→ **Task description**: Retype the entries below word for word, leaving out every picture.

== Segment start ==

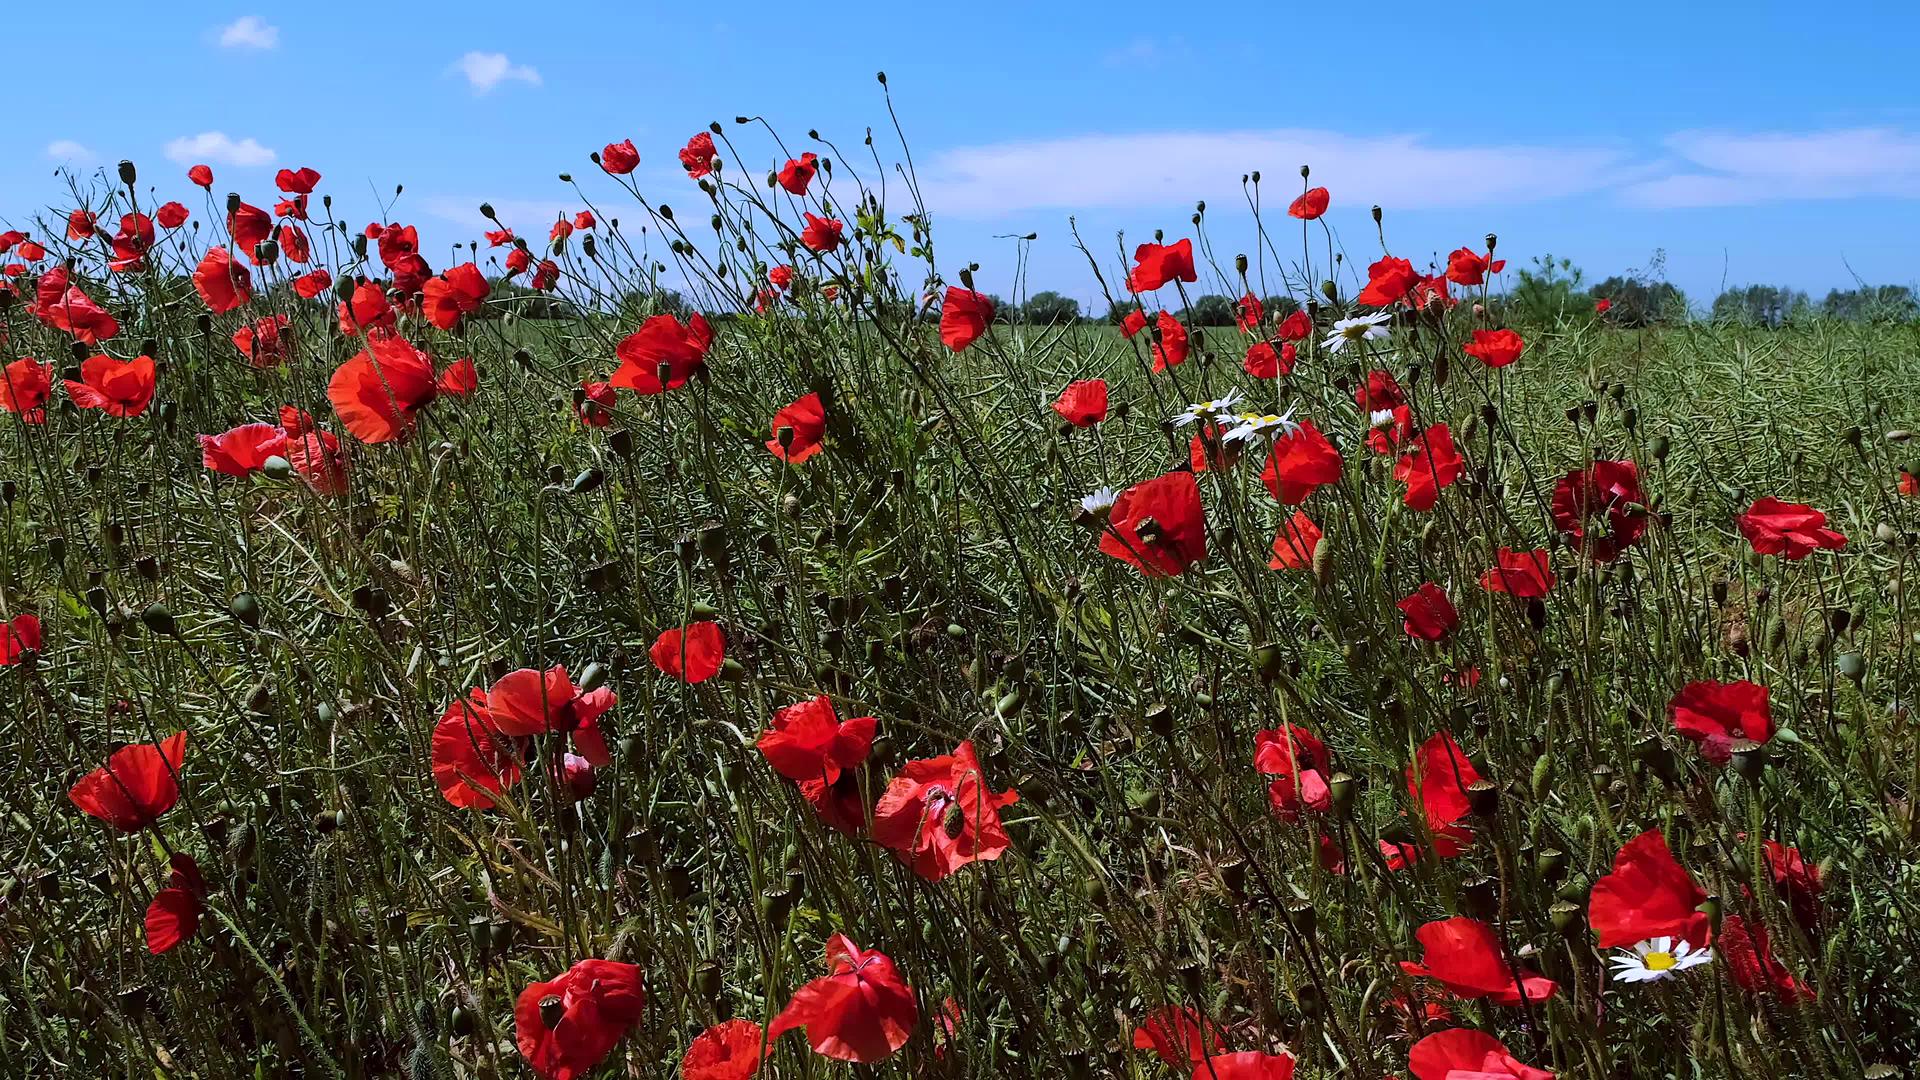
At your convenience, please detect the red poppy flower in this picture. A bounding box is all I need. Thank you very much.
[1150,310,1189,371]
[1,357,53,423]
[327,334,439,443]
[1463,328,1525,368]
[767,392,827,463]
[1719,915,1813,1002]
[421,263,491,330]
[293,268,332,299]
[1550,460,1648,562]
[277,223,310,264]
[1101,470,1207,576]
[192,247,253,314]
[800,772,869,835]
[67,209,97,240]
[1268,510,1322,571]
[1357,256,1421,307]
[437,358,478,396]
[66,354,156,417]
[285,425,349,496]
[200,423,288,476]
[17,241,46,261]
[872,740,1018,880]
[1394,424,1463,510]
[779,152,820,195]
[485,228,516,248]
[1410,274,1453,311]
[1277,309,1312,341]
[756,695,875,784]
[1131,1006,1224,1067]
[1589,829,1710,949]
[1403,730,1478,859]
[515,958,647,1080]
[227,201,272,265]
[1355,369,1406,412]
[550,219,575,244]
[683,1018,763,1080]
[34,278,120,342]
[1126,238,1196,293]
[2,613,42,664]
[1445,247,1506,286]
[430,688,523,809]
[156,201,190,229]
[275,194,308,220]
[1902,471,1918,497]
[1594,297,1612,314]
[1288,187,1330,220]
[1232,291,1263,332]
[1754,839,1823,931]
[376,222,420,270]
[1254,723,1329,820]
[573,210,595,231]
[1478,547,1555,597]
[506,247,533,276]
[531,259,561,291]
[1261,421,1342,504]
[1051,379,1108,427]
[109,213,155,272]
[1398,583,1458,641]
[144,852,208,955]
[939,286,994,352]
[1409,1029,1552,1080]
[769,934,916,1063]
[576,380,616,427]
[1243,340,1296,379]
[0,230,21,253]
[1668,679,1771,765]
[185,162,213,186]
[600,138,640,175]
[1318,831,1348,874]
[68,731,187,831]
[612,312,713,394]
[1737,496,1845,559]
[1188,1052,1294,1080]
[800,212,843,253]
[1398,917,1557,1005]
[233,314,289,367]
[1121,309,1149,337]
[1188,422,1242,473]
[274,166,321,194]
[680,132,719,177]
[650,622,725,684]
[487,665,615,765]
[768,264,794,290]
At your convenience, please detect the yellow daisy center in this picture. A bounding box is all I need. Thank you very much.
[1643,951,1677,971]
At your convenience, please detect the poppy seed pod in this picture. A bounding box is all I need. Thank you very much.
[1466,780,1500,818]
[1327,772,1355,815]
[141,603,176,636]
[1550,900,1584,935]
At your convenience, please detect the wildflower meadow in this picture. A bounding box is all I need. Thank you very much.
[5,76,1920,1080]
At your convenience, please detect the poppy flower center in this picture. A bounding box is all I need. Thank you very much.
[539,995,565,1028]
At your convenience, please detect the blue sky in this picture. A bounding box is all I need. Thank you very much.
[8,2,1918,310]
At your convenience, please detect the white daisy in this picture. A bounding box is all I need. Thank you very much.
[1223,408,1301,444]
[1078,486,1117,518]
[1321,312,1393,353]
[1369,407,1398,430]
[1608,937,1712,984]
[1173,390,1244,427]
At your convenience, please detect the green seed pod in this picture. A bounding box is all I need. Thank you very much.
[262,455,294,480]
[140,603,176,636]
[229,592,260,627]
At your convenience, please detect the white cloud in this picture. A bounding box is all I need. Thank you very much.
[46,139,97,165]
[1621,128,1920,207]
[916,129,1641,218]
[163,131,276,167]
[452,52,542,94]
[216,15,279,49]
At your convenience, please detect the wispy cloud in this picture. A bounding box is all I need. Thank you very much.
[1102,36,1191,68]
[216,15,279,50]
[452,52,542,95]
[917,129,1640,218]
[46,139,97,165]
[164,131,276,167]
[1622,128,1920,207]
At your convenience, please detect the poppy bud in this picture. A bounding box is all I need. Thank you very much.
[1305,774,1347,821]
[570,468,603,494]
[141,603,176,636]
[1621,407,1637,432]
[261,455,293,480]
[1649,434,1670,461]
[1320,280,1338,302]
[1252,641,1282,682]
[1529,754,1554,800]
[1839,651,1866,683]
[1549,900,1584,934]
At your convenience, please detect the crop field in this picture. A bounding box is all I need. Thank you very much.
[3,103,1920,1080]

== Segment end ==

→ **Output of the task**:
At your convenience, please detect the red poppy flower in this picture. A bounding box is all I need. Thank you very much.
[1150,310,1189,371]
[1,357,53,423]
[327,334,439,443]
[1463,328,1525,368]
[767,392,827,463]
[1719,915,1813,1002]
[421,263,491,330]
[293,268,332,299]
[1550,460,1648,562]
[277,223,310,264]
[1101,470,1207,576]
[192,247,253,314]
[800,772,869,835]
[67,209,97,240]
[1268,510,1322,571]
[1357,256,1421,307]
[437,358,478,396]
[66,354,156,417]
[285,425,349,496]
[200,423,288,476]
[17,241,46,261]
[872,740,1018,880]
[1394,424,1463,510]
[779,152,820,195]
[485,228,516,248]
[1410,274,1453,311]
[1277,309,1312,341]
[756,695,875,784]
[1131,1006,1224,1067]
[1589,829,1710,949]
[1403,730,1478,859]
[515,958,647,1080]
[227,201,272,265]
[1355,369,1406,412]
[550,219,575,244]
[683,1018,763,1080]
[34,278,120,342]
[1126,238,1196,293]
[2,613,42,664]
[1445,247,1506,286]
[430,688,523,809]
[156,201,190,229]
[275,194,308,220]
[1902,471,1918,497]
[1594,297,1612,314]
[1288,187,1330,220]
[1232,291,1263,332]
[1754,839,1823,931]
[376,222,420,270]
[1254,723,1329,820]
[573,210,595,231]
[1478,547,1555,597]
[506,247,533,276]
[531,259,561,291]
[1261,421,1342,504]
[1051,379,1108,427]
[109,213,155,272]
[1398,583,1458,641]
[144,852,208,955]
[939,286,994,352]
[1409,1029,1552,1080]
[769,934,916,1063]
[576,380,616,427]
[1243,340,1296,379]
[0,230,21,253]
[1668,679,1771,765]
[185,162,213,186]
[600,138,640,175]
[1318,831,1348,874]
[68,731,187,831]
[612,312,713,394]
[1737,496,1845,559]
[1188,1052,1294,1080]
[800,212,843,253]
[1398,917,1557,1005]
[233,314,289,367]
[1121,309,1149,337]
[1188,422,1242,473]
[274,166,321,194]
[680,132,719,177]
[650,622,725,684]
[487,665,615,765]
[768,264,794,290]
At your convenience, please detect the yellow daisy center in this picture. A bounding box is all I need. Thank you very much.
[1643,951,1677,971]
At your convenience, please detect the poppy seed pod in this picture. A bounding box is all I need. Thank you very much.
[1466,780,1500,818]
[1327,772,1355,815]
[141,603,176,636]
[1550,900,1584,935]
At your convenience, please detect the wildflower meadow in this picture. A bounding box is all I need. Thank you very much.
[5,76,1920,1080]
At your convenience, please detect the poppy flower center in this picture. A bounding box is all I need. Thank you very much.
[539,995,565,1028]
At your convenience, please detect the blue sky in this picture. A bounding box is all I need. Thank you very much.
[8,2,1918,310]
At your convenience, please detect the white daisy in this picture. A bounding box is all I need. Thank you very much.
[1223,408,1301,444]
[1078,486,1117,518]
[1321,312,1393,353]
[1369,407,1398,430]
[1608,937,1712,984]
[1173,390,1244,427]
At your convenience, please detect the green seed pod in this picture. A bounding box is all I need. Thank you very much.
[262,455,294,480]
[140,603,176,636]
[229,592,260,627]
At your convenience, please detect the white cloud in this picture. A bounding box is all I need. Thank you very much.
[46,139,97,165]
[1621,128,1920,207]
[916,129,1641,218]
[163,131,276,167]
[452,52,542,94]
[216,15,279,49]
At your convenience, please detect the wispy cloud in this picture. A bounding box is all I need. Thank you very much.
[1102,36,1191,68]
[216,15,279,50]
[452,52,542,95]
[917,129,1640,218]
[46,139,97,165]
[164,131,276,167]
[1622,128,1920,207]
At your convenience, please detect the poppy bud in this picture. A bounding box is all I need. Thank you very much.
[1305,774,1347,821]
[570,468,603,494]
[141,603,176,636]
[1621,407,1637,432]
[261,455,293,480]
[1649,434,1670,461]
[1320,280,1338,302]
[1252,641,1282,682]
[1529,754,1554,800]
[1839,651,1866,683]
[1549,900,1584,934]
At your convenience, please detect the crop field in this picture. A bounding box is all I need. Thank you very much.
[3,103,1920,1080]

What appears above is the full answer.